■ **Selected passage**
####
By what factor can you guarantee to increase your bankroll at a roulette table, if somehow you get the information that in the next $2n$ rounds, each of the colors red and black will occur exactly $n$ times?

Clearly you can double your bankroll by watching and waiting until the last of those $2n$ rounds, and betting what you have on the color that has come up only $n-1$ times. But you can do better. If $n=2$, you can increase your bankroll by a factor $8/3$: You don't bet anything in the first round. In the second round, you cleverly bet one third of your bankroll on the color that didn't come up in the first round. If you win, you now have $4/3$ of your initial bankroll, and after passing in the third round, you double up in the fourth. If on the other hand you lose in the second round, you still have $2/3$ of your initial bankroll, and since you now know the color of the next two numbers, you can double your remaining money twice, again ending up with $8/3$ times your initial bankroll.

If $n=3$, you can gain a factor $16/5$, and in general the answer is

\[ \frac21\cdot \frac43\cdot \frac65 \cdots \frac{2n}{2n-1}.\]

The factor you gain is actually the reciprocal of the a priori probability that $2n$ rounds of a roulette wheel without zeros would give $n$ red and $n$ black numbers. For an explanation and a description of the strategy, I recommend the lovely paper Games People Don't Play by Peter Winkler.

The reason I bring this up today, March 14, is that for large $n$, the factor you gain is asymptotically \[\sqrt{\pi\cdot n}.\]

The explanation has to do with the Wallis product formula for $\pi$, discovered around 1655 by John Wallis, and it is a fundamental way in which the number $\pi$ enters probability theory and combinatorics.
####
■ **Set task**
Carry on the passage about roulette betting and the Wallis product, picking up right after its last sentence.

Extracted items:
####
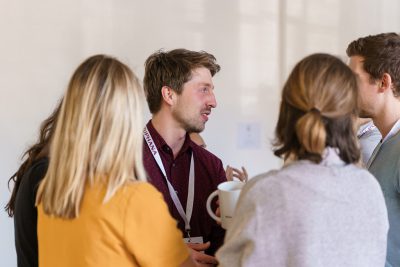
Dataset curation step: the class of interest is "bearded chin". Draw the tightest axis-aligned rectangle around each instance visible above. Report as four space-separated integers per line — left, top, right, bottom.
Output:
184 123 204 133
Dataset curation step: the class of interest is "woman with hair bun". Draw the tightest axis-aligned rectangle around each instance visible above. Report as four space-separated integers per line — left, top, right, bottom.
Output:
217 54 388 267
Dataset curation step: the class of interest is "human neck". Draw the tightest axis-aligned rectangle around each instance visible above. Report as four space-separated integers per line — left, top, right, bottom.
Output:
373 99 400 139
151 112 186 158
####
■ **Right answer**
Wallis formula is usually written

\[\frac21\cdot \frac23\cdot\frac43\cdot\frac45\cdot\frac65\cdot\frac67\cdots = \frac{\pi}2.\]

If we truncate the product on the left just after the factor $\frac{2n}{2n-1}$, the even numbers $2,4,\dots,2n-2$ will occur twice in the numerator, and $2n$ will occur once, while the odd numbers $3,5,\dots,2n-1$ occur twice in the denominator. Taking square roots, we get

\[\frac{2\cdot 4 \cdot 6\cdots \sqrt{2n}}{3\cdot5\cdot 7 \cdots (2n-1)} \approx \sqrt{\frac{\pi}2},\]

and multiplying both sides by $\sqrt{2n}$, we obtain the asymptotical gain at the roulette table:

\[ \frac21\cdot \frac43\cdot \frac65 \cdots \frac{2n}{2n-1} \approx \sqrt{\pi \cdot n}.\]

It has been said that the Wallis product is a lousy way of computing $\pi$, but this is getting things backward. Yes, Ludolph van Ceulen had already calculated 35 decimals of $\pi$ using the method of Archimedes, and Wallis' formula added nothing in terms of such computations. But you don't use the Wallis product to approximate $\pi$, you use $\pi$ to approximate the Wallis product. And Wallis' product doesn't just occur in roulette games. It describes the asymptotics of the central binomial coefficient, which in turn determines the famous factor $\sqrt{2\pi}$ in the formula for the normal distribution and in Stirling's approximation of $n!$. Not to mention the Gamma function and the volume of the $n$-dimensional sphere.

Ten years ago, in 2004, while trying to come up with a good problem for the Swedish mathematical "olympiad", I happened to discover a proof of Wallis' product formula involving no calculus, just plain algebra and geometry. I thought I must have rediscovered something that was known since long ago, but after failing to find it in the literature, I wrote it down and submitted it to the American Mathematical Monthly. A few years later I was happy to hear from Donald Knuth who was preparing a lecture about my proof. And here is a video of his talk. Happy pi-day everyone!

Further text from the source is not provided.